(Contour labeling entries)
· · · · · · ·

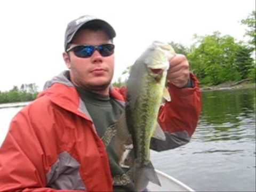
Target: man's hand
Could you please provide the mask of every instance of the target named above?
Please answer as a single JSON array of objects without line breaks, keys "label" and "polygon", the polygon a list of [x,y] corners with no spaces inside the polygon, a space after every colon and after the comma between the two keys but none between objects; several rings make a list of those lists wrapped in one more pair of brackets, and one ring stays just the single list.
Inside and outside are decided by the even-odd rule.
[{"label": "man's hand", "polygon": [[187,85],[189,78],[189,64],[186,57],[176,54],[170,61],[167,80],[177,87],[181,88]]}]

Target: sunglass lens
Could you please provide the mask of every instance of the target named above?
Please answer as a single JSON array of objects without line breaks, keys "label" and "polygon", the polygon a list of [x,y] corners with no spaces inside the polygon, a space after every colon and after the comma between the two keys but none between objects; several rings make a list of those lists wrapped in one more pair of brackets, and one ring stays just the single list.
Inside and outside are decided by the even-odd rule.
[{"label": "sunglass lens", "polygon": [[92,56],[94,51],[92,46],[78,46],[74,48],[75,54],[81,58],[88,58]]},{"label": "sunglass lens", "polygon": [[99,46],[99,50],[103,57],[110,56],[114,53],[115,46],[113,44],[103,44]]}]

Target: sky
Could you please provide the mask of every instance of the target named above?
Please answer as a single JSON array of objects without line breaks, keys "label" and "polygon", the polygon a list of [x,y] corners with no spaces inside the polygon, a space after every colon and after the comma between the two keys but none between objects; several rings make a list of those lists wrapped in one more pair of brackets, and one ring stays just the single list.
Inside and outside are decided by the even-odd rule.
[{"label": "sky", "polygon": [[243,40],[240,21],[255,10],[255,0],[1,1],[0,91],[44,83],[66,70],[62,54],[68,23],[90,14],[114,28],[113,81],[153,41],[189,46],[193,35],[219,31]]}]

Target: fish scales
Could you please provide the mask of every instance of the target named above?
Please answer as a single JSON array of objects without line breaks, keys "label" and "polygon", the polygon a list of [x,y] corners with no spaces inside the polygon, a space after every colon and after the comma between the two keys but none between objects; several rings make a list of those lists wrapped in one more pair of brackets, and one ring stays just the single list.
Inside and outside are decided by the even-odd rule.
[{"label": "fish scales", "polygon": [[[150,161],[150,145],[157,127],[169,59],[174,54],[169,44],[153,42],[132,67],[127,82],[125,117],[132,138],[134,159],[131,169],[137,191],[143,190],[149,181],[161,185]],[[161,128],[159,131],[156,135],[165,137]]]}]

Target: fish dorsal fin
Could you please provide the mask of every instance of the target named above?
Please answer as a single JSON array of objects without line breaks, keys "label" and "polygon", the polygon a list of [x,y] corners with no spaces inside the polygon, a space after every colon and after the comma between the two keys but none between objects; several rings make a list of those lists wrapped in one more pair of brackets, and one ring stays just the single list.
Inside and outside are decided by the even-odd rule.
[{"label": "fish dorsal fin", "polygon": [[171,95],[170,93],[168,91],[168,90],[166,87],[164,87],[164,93],[163,94],[163,97],[168,102],[170,102],[172,99],[171,99]]},{"label": "fish dorsal fin", "polygon": [[158,122],[157,123],[156,130],[153,137],[162,141],[165,141],[166,139],[165,135]]}]

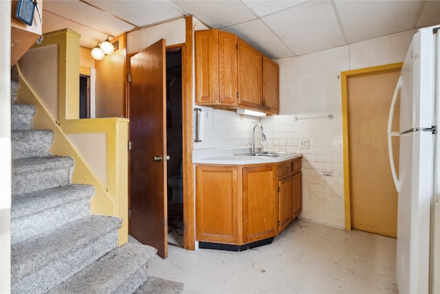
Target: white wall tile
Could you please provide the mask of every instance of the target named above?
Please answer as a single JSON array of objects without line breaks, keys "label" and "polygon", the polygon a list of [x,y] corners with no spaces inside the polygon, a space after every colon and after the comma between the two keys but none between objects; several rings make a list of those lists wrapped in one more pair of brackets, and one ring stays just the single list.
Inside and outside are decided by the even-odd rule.
[{"label": "white wall tile", "polygon": [[[280,65],[279,116],[258,118],[208,111],[205,140],[195,148],[239,147],[250,143],[261,122],[268,150],[302,153],[300,218],[343,228],[345,224],[341,72],[403,61],[415,31],[408,31],[289,59]],[[327,115],[333,114],[333,119]],[[298,120],[295,120],[295,117]],[[259,132],[257,134],[259,134]],[[309,139],[308,149],[300,148]],[[256,134],[256,143],[260,143]]]}]

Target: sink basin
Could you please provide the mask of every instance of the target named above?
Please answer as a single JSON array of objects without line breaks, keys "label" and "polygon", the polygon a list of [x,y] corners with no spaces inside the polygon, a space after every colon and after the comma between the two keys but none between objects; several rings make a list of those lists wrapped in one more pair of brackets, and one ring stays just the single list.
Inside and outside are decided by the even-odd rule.
[{"label": "sink basin", "polygon": [[268,157],[278,157],[285,156],[289,155],[290,153],[287,152],[276,152],[276,151],[263,151],[257,153],[242,153],[239,154],[234,154],[236,156],[268,156]]}]

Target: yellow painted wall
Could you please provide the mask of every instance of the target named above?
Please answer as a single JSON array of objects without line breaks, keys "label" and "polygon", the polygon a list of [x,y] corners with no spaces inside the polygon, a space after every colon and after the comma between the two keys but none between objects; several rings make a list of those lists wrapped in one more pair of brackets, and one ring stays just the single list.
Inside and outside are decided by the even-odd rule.
[{"label": "yellow painted wall", "polygon": [[[77,39],[75,41],[75,38]],[[46,42],[47,41],[47,42]],[[31,81],[18,65],[20,76],[20,91],[17,101],[36,106],[36,112],[34,118],[36,129],[47,129],[54,131],[54,143],[51,153],[54,155],[72,156],[75,160],[75,169],[72,175],[72,182],[91,185],[95,187],[95,196],[91,200],[91,212],[117,216],[122,219],[122,226],[118,231],[119,244],[128,241],[128,119],[109,118],[101,119],[78,119],[79,116],[79,74],[80,47],[79,35],[70,30],[63,30],[45,34],[45,44],[53,50],[54,45],[58,51],[59,61],[52,62],[52,67],[59,69],[58,77],[45,80],[44,67],[35,72],[32,58],[25,64],[27,73],[31,74]],[[46,56],[44,45],[34,46],[32,50],[38,52],[40,59],[43,61],[53,59]],[[46,48],[47,49],[47,48]],[[84,51],[84,50],[82,50]],[[46,50],[45,55],[50,55]],[[85,50],[87,52],[87,50]],[[90,65],[87,56],[82,59],[83,64]],[[87,70],[87,67],[83,67]],[[56,84],[58,93],[58,115],[51,114],[46,103],[34,90],[35,85],[50,87]],[[74,81],[76,81],[76,83]],[[56,99],[56,98],[54,98]],[[69,136],[72,137],[69,138]],[[77,144],[74,141],[78,136],[89,142]],[[105,139],[102,139],[105,138]],[[73,138],[73,140],[72,140]],[[96,144],[99,142],[99,144]],[[105,162],[87,160],[94,152],[104,155]],[[100,176],[94,172],[98,166]],[[105,173],[102,176],[102,173]],[[100,172],[97,173],[98,175]]]}]

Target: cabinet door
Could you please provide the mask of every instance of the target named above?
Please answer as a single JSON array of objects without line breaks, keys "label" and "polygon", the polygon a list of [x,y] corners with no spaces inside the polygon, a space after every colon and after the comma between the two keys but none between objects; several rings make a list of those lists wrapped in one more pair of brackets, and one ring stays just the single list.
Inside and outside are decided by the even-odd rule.
[{"label": "cabinet door", "polygon": [[214,105],[219,100],[219,43],[217,30],[195,34],[195,103]]},{"label": "cabinet door", "polygon": [[274,237],[276,232],[276,164],[243,168],[243,242]]},{"label": "cabinet door", "polygon": [[196,239],[236,244],[237,167],[196,165]]},{"label": "cabinet door", "polygon": [[279,112],[279,67],[263,56],[263,109],[274,114]]},{"label": "cabinet door", "polygon": [[239,106],[262,107],[262,54],[240,39],[239,44]]},{"label": "cabinet door", "polygon": [[219,100],[221,105],[236,105],[236,36],[219,32]]},{"label": "cabinet door", "polygon": [[278,181],[278,231],[285,229],[292,220],[292,177]]},{"label": "cabinet door", "polygon": [[302,209],[302,184],[301,173],[296,173],[292,177],[292,219],[294,220],[301,213]]}]

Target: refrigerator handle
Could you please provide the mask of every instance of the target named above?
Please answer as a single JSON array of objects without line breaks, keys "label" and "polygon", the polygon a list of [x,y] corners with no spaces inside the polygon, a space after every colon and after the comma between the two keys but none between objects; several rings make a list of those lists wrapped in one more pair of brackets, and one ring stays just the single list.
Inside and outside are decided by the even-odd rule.
[{"label": "refrigerator handle", "polygon": [[390,107],[390,114],[388,116],[388,155],[390,159],[393,180],[394,180],[394,185],[396,187],[397,192],[400,190],[400,181],[397,178],[397,175],[396,174],[396,167],[394,164],[394,156],[393,156],[393,142],[391,138],[393,136],[400,136],[400,133],[391,132],[391,125],[393,124],[393,116],[394,116],[394,106],[396,104],[396,100],[397,100],[397,95],[401,87],[402,76],[399,76],[399,81],[397,81],[397,85],[396,85],[396,89],[394,90],[394,95],[393,95],[393,101],[391,101],[391,106]]}]

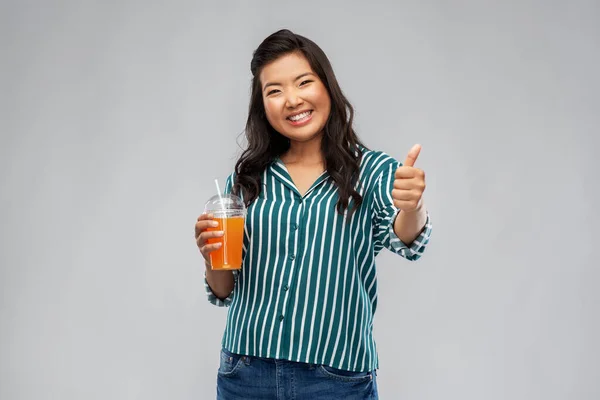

· · · · · · ·

#### DO THIS
Pull out every line of the data above that contains the word "fish", and list those lines.

#### EXERCISE OUTPUT
Target: fish scales
[{"label": "fish scales", "polygon": [[[150,161],[150,145],[157,127],[169,59],[174,54],[169,44],[153,42],[132,67],[127,82],[125,117],[132,138],[134,159],[131,169],[137,191],[143,190],[149,181],[161,185]],[[161,128],[159,131],[156,135],[165,137]]]}]
Target: fish dorsal fin
[{"label": "fish dorsal fin", "polygon": [[171,95],[170,93],[168,91],[168,90],[166,87],[164,87],[164,93],[163,94],[163,97],[168,102],[170,102],[172,99],[171,99]]},{"label": "fish dorsal fin", "polygon": [[158,122],[157,123],[156,130],[153,137],[162,141],[165,141],[166,139],[165,135]]}]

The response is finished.